Extract:
+---+

Weekend Winks – Bitch Since Birth

Oh, the joys of having a birthday fall on a weekend.

Not hating my day of birth.

I got to do a whole lot of nothing (aka snuggling with pussies on dreary, rainy Friday night and Saturday), squeezed in some gal time with an at-home impromptu cocktail party (where a handle of Captain was drained by Skinny Pirate consumption) and the sprinkles on top of the weekend were the bottomless mimosas I was treated to on Sunday.

Skinny Pirate #1.

After some basketball watching, Skinny Pirates and pie hole stuffing on Friday night, I was beyond elated when I woke up Saturday, realizing I slept 10 consecutive hours. Ten hours people! While this may seem like an overindulgent feat, I haven’t slept more than four hours at a time since Rapegate happened in early 2016. The lack of consistent sleep has only added negatively to my already challenging, stereotypical “blondeness”.

Feeling and looking like a million dollars, I hustled to the fridge and busted out the birthday cake Sister CBXB made while she was here. Then I promptly returned to bed to consume.

+---+

What the task requires:
Rewrite the stretch of the birthday weekend post from "After some basketball" through "bed to consume.", changing "fridge" to "refrigerator". The records that follow come from a separate source and are unrelated to this text.

Records provided:
+---+

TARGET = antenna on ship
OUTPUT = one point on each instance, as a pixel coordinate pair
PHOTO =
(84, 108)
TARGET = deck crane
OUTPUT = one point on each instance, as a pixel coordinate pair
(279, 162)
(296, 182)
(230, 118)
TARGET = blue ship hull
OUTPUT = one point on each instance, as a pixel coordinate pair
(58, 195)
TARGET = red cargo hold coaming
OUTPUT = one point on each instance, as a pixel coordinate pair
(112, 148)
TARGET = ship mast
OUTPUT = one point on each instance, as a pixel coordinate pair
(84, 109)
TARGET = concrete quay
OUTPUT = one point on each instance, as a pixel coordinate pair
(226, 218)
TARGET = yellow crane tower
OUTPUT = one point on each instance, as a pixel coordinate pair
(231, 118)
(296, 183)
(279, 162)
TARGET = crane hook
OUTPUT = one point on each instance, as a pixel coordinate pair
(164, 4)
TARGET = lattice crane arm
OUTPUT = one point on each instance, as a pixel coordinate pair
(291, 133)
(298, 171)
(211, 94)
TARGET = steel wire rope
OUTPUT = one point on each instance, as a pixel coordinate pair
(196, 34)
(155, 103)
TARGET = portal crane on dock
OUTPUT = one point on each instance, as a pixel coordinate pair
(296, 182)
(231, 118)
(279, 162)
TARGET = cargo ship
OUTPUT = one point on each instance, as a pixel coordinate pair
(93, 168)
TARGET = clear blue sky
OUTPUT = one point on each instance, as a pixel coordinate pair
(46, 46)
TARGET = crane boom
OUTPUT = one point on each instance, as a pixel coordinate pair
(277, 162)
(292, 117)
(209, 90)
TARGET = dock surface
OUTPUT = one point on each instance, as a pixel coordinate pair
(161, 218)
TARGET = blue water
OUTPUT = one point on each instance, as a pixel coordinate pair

+---+

Solution to this exercise:
After some basketball watching, Skinny Pirates and pie hole stuffing on Friday night, I was beyond elated when I woke up Saturday, realizing I slept 10 consecutive hours. Ten hours people! While this may seem like an overindulgent feat, I haven’t slept more than four hours at a time since Rapegate happened in early 2016. The lack of consistent sleep has only added negatively to my already challenging, stereotypical “blondeness”.

Feeling and looking like a million dollars, I hustled to the refrigerator and busted out the birthday cake Sister CBXB made while she was here. Then I promptly returned to bed to consume.